About time, for a blog

By Jochem Spaans

“What, July already!?” I think, as I receive emails from the University about the close of the academic year. These past 7 months feel to have gone by in the blink of an eye. At the same time, the start of the lockdown in the Netherlands (that started on the 12th of March), has created a divide in my mind; there’s a distinct time before and time after the start of the lockdown. For instance, the memory of my skiing holiday in January feels to belong to a different lifetime. Interestingly, when talking to friends or family about my perception of time, it seems that there are quite some individual differences. Some feel that the past months have been dragged out, rather than sped up. As a result of my own experiences and the contradiction of my experience in the reports of others, I am left with questions: What affects our perception of time? And how do we keep track of time in the first place? Time to find out!

Time flies when you’re having fun..

DATA LISTING:

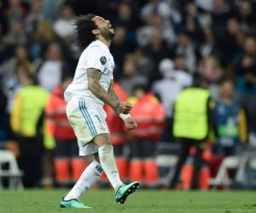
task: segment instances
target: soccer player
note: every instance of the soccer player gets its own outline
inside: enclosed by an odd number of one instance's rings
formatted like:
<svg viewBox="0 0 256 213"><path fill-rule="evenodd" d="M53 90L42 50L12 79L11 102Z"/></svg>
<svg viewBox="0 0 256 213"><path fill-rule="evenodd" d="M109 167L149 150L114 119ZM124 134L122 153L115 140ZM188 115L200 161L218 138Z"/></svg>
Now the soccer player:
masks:
<svg viewBox="0 0 256 213"><path fill-rule="evenodd" d="M80 156L93 157L80 178L61 201L62 208L90 208L79 197L96 183L103 170L115 192L115 200L124 204L136 191L137 181L124 185L113 157L103 104L108 104L124 120L125 128L137 128L129 112L131 105L120 102L113 89L114 62L109 45L114 36L110 21L89 14L76 20L77 38L83 53L75 75L64 93L67 115L78 138Z"/></svg>

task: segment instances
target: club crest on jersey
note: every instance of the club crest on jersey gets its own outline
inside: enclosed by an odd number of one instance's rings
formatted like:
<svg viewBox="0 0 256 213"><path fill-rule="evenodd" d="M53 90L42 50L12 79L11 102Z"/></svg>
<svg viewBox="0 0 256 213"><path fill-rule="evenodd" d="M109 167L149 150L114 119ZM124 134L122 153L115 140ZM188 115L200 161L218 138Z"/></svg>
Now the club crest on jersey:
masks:
<svg viewBox="0 0 256 213"><path fill-rule="evenodd" d="M104 65L107 62L107 58L105 56L102 56L100 60L101 60L102 65Z"/></svg>

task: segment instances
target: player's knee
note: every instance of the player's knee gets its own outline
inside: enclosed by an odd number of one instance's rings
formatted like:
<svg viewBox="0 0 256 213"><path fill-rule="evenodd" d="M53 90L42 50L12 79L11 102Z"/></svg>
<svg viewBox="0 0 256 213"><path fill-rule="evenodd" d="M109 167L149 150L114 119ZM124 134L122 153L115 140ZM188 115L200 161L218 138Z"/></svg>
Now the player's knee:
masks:
<svg viewBox="0 0 256 213"><path fill-rule="evenodd" d="M100 160L105 161L109 158L109 155L113 156L113 145L104 144L99 147L99 158Z"/></svg>

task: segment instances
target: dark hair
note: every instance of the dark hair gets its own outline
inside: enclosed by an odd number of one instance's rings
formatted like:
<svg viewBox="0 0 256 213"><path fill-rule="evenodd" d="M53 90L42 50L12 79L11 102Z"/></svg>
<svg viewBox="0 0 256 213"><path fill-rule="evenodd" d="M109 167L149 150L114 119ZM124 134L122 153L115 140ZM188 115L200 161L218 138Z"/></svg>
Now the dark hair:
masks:
<svg viewBox="0 0 256 213"><path fill-rule="evenodd" d="M77 32L77 43L81 50L84 50L92 41L96 39L95 35L92 33L92 30L96 29L97 26L91 20L96 16L93 14L88 14L86 15L81 15L77 18L75 21L76 32Z"/></svg>
<svg viewBox="0 0 256 213"><path fill-rule="evenodd" d="M206 77L204 77L203 75L195 72L193 75L193 87L204 87L205 84L208 84L208 80Z"/></svg>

TASKS TO CARRY OUT:
1. In the blog post on time perception, on what date did the lockdown in the Netherlands start?
2. Translate this sentence from the blog post on time perception into Spanish: "These past 7 months feel to have gone by in the blink of an eye."
Work only from the blog post on time perception and ignore the material.

SOLUTIONS PER TASK:
1. The 12th of March.

2. Estos últimos 7 meses parecen haber pasado en un abrir y cerrar de ojos.